BEGIN Given records

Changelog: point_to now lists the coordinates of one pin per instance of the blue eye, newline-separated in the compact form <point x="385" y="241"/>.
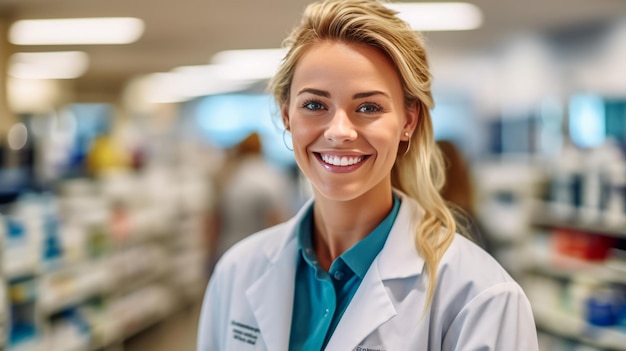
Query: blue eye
<point x="313" y="105"/>
<point x="369" y="108"/>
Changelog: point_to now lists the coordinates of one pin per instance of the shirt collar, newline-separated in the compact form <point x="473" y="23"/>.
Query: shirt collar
<point x="360" y="256"/>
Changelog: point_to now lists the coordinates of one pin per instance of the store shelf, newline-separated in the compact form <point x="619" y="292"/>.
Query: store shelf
<point x="570" y="327"/>
<point x="568" y="268"/>
<point x="544" y="216"/>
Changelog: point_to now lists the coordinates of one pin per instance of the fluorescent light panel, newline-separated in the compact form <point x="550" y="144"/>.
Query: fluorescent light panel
<point x="254" y="64"/>
<point x="104" y="30"/>
<point x="48" y="65"/>
<point x="439" y="16"/>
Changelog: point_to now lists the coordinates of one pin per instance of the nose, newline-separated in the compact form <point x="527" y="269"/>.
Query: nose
<point x="340" y="128"/>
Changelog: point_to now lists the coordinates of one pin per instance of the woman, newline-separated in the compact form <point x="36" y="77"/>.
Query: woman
<point x="372" y="262"/>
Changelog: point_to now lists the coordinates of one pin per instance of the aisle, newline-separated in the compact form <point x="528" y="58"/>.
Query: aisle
<point x="177" y="333"/>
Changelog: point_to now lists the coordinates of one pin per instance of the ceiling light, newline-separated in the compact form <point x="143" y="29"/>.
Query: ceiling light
<point x="439" y="16"/>
<point x="112" y="30"/>
<point x="255" y="64"/>
<point x="48" y="65"/>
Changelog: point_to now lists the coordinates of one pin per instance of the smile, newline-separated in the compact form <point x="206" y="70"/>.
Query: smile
<point x="341" y="161"/>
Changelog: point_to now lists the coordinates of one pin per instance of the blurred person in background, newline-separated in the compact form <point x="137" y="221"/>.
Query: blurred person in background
<point x="252" y="195"/>
<point x="372" y="261"/>
<point x="458" y="191"/>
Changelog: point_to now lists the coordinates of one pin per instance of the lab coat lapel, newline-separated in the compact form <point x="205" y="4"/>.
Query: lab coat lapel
<point x="271" y="299"/>
<point x="372" y="306"/>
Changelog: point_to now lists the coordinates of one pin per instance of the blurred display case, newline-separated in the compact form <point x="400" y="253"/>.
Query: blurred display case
<point x="101" y="259"/>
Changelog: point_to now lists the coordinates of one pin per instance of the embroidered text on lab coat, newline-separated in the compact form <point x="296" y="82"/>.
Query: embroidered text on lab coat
<point x="244" y="333"/>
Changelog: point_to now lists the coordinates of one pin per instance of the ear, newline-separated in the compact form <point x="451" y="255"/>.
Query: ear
<point x="412" y="116"/>
<point x="284" y="113"/>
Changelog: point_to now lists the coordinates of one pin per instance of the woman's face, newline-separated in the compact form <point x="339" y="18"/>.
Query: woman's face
<point x="347" y="116"/>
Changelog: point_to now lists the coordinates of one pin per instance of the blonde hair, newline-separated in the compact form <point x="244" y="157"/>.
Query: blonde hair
<point x="420" y="172"/>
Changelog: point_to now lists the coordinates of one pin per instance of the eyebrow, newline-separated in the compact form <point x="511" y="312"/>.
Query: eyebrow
<point x="314" y="92"/>
<point x="368" y="94"/>
<point x="355" y="96"/>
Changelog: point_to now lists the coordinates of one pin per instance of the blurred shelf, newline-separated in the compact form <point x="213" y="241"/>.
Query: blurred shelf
<point x="544" y="217"/>
<point x="568" y="268"/>
<point x="570" y="327"/>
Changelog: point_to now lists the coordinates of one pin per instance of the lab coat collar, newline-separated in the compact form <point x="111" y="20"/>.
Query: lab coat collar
<point x="398" y="259"/>
<point x="276" y="286"/>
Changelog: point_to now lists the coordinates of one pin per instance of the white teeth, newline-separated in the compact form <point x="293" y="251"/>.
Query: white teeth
<point x="341" y="161"/>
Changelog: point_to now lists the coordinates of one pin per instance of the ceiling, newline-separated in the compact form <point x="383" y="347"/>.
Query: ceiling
<point x="189" y="32"/>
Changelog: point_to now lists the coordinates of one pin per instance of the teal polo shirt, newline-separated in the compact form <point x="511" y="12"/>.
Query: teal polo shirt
<point x="320" y="297"/>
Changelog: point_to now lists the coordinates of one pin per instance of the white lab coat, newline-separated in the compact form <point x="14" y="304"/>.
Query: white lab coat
<point x="476" y="306"/>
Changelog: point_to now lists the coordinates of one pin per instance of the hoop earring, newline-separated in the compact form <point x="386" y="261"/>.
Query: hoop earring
<point x="285" y="141"/>
<point x="408" y="146"/>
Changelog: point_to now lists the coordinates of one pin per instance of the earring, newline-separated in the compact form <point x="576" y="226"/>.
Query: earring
<point x="285" y="141"/>
<point x="408" y="146"/>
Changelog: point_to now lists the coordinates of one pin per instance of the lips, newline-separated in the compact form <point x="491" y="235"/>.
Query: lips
<point x="341" y="163"/>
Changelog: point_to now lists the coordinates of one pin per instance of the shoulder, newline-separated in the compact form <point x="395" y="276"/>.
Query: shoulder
<point x="256" y="249"/>
<point x="468" y="266"/>
<point x="469" y="277"/>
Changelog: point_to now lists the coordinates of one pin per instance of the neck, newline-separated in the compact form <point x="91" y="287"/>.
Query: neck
<point x="339" y="225"/>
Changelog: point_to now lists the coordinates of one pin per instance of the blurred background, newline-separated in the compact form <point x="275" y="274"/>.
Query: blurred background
<point x="133" y="152"/>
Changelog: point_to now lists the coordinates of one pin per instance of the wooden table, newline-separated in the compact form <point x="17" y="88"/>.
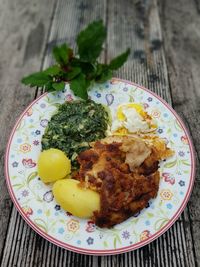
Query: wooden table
<point x="164" y="38"/>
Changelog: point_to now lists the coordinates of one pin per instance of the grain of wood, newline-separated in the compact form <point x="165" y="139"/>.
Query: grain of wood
<point x="23" y="27"/>
<point x="180" y="23"/>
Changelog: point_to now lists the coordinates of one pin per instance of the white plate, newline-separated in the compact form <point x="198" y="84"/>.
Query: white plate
<point x="35" y="202"/>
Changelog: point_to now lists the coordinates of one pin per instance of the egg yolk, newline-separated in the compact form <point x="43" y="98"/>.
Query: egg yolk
<point x="137" y="107"/>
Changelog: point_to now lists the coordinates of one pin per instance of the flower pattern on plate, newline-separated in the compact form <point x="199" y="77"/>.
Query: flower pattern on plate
<point x="36" y="199"/>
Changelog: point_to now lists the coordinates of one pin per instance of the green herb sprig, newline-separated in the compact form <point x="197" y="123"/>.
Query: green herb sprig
<point x="79" y="70"/>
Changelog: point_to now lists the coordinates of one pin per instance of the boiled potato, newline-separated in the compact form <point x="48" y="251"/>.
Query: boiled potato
<point x="53" y="165"/>
<point x="76" y="200"/>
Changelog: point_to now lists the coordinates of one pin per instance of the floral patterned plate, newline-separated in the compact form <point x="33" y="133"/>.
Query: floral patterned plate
<point x="36" y="204"/>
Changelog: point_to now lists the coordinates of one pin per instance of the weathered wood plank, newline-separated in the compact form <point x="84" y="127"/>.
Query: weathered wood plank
<point x="23" y="27"/>
<point x="180" y="22"/>
<point x="136" y="25"/>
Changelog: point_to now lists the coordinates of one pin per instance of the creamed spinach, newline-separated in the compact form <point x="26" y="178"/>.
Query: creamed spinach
<point x="74" y="126"/>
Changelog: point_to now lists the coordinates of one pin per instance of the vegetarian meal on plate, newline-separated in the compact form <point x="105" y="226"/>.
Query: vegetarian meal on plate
<point x="104" y="166"/>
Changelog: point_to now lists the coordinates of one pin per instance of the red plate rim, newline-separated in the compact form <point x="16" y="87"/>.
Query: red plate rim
<point x="110" y="251"/>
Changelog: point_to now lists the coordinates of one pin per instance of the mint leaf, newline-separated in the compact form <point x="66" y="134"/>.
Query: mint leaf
<point x="103" y="73"/>
<point x="73" y="73"/>
<point x="36" y="79"/>
<point x="53" y="70"/>
<point x="79" y="86"/>
<point x="62" y="54"/>
<point x="90" y="41"/>
<point x="59" y="86"/>
<point x="117" y="62"/>
<point x="49" y="87"/>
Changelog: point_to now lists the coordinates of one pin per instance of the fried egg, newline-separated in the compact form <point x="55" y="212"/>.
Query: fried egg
<point x="132" y="118"/>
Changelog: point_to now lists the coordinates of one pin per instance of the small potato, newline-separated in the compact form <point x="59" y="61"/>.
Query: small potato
<point x="53" y="165"/>
<point x="72" y="198"/>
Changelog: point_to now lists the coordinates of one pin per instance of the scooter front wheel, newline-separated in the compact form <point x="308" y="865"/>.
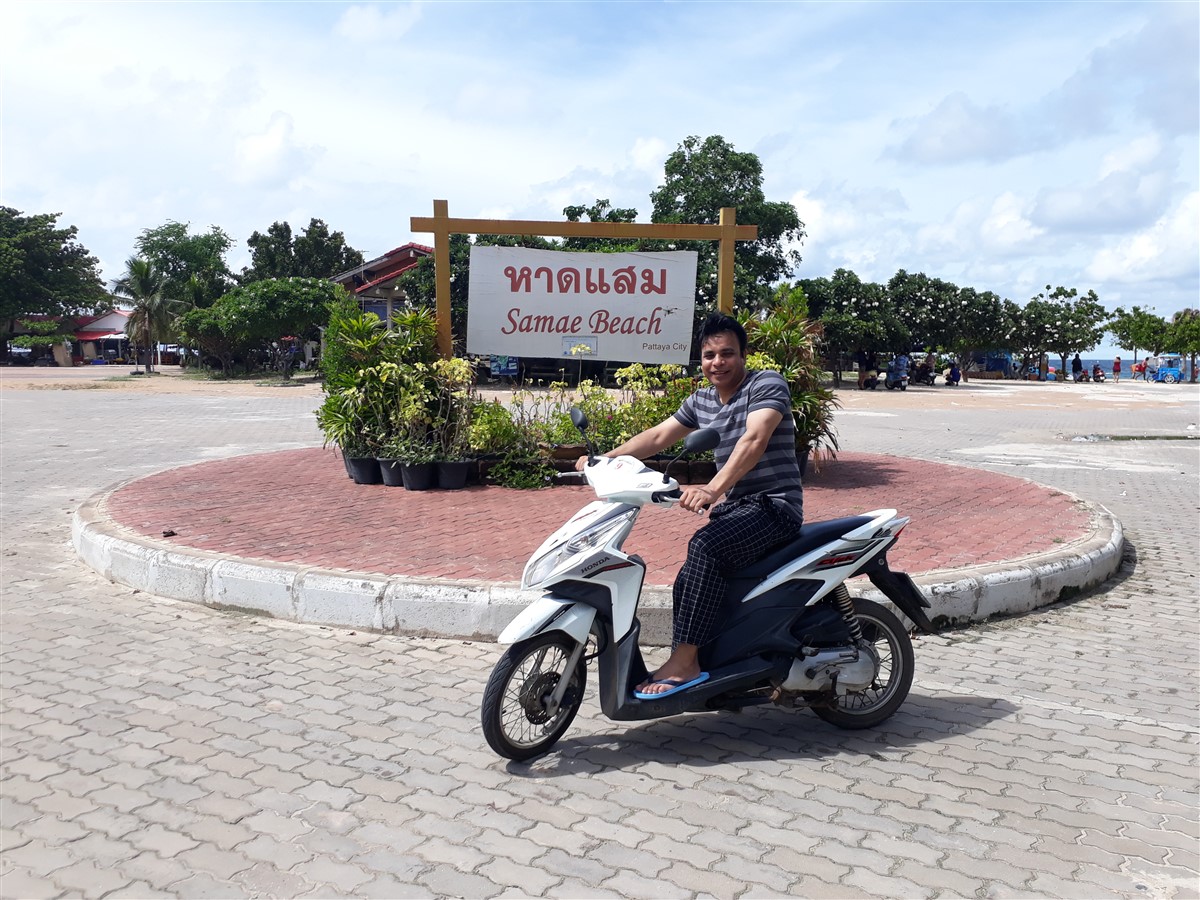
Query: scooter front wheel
<point x="516" y="720"/>
<point x="892" y="646"/>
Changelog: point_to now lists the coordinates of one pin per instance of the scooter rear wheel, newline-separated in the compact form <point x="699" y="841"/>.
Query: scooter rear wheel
<point x="516" y="721"/>
<point x="891" y="642"/>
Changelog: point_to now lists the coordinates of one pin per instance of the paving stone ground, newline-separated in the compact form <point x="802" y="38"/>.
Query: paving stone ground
<point x="159" y="749"/>
<point x="251" y="508"/>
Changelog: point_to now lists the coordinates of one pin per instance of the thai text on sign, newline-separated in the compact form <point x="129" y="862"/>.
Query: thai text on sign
<point x="618" y="306"/>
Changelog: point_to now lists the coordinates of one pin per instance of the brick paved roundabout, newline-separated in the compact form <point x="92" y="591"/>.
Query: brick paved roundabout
<point x="161" y="748"/>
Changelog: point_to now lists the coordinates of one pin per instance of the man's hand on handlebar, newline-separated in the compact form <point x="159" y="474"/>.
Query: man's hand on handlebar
<point x="696" y="498"/>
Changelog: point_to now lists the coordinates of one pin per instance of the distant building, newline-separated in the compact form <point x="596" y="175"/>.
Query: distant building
<point x="376" y="283"/>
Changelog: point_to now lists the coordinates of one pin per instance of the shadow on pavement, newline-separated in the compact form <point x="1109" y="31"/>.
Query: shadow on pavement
<point x="765" y="735"/>
<point x="841" y="473"/>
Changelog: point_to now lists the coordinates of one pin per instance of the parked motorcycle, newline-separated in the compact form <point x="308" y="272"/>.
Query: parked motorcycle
<point x="898" y="373"/>
<point x="792" y="635"/>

END Given records

(Assignment) Of the entries listed above, reproduce only the lines starting at the line containing "Query: embroidered text on lab coat" and ending at the line containing "the eyebrow, newline-separated". Include both, exactly as they stand.

(Result for this task)
Query: embroidered text on lab coat
<point x="244" y="333"/>
Changelog: point_to now lists the coordinates of one pin per instance of the ear, newline-separated in the compact form <point x="451" y="255"/>.
Query: ear
<point x="412" y="116"/>
<point x="284" y="113"/>
Changelog: point_to now lists the coordinates of one pin per instance of the woman's face, newline-separated in the compact form <point x="339" y="18"/>.
Query: woman's face
<point x="347" y="116"/>
Changelog: point_to now lists the coordinates of one pin per instance of the blonde hair, newline-separated in the compact form <point x="244" y="157"/>.
Query: blonde hair
<point x="420" y="172"/>
Changelog: point_to now lists the coordinates of one pin per instance of the eyebrow, newline-separated in the compact form <point x="511" y="312"/>.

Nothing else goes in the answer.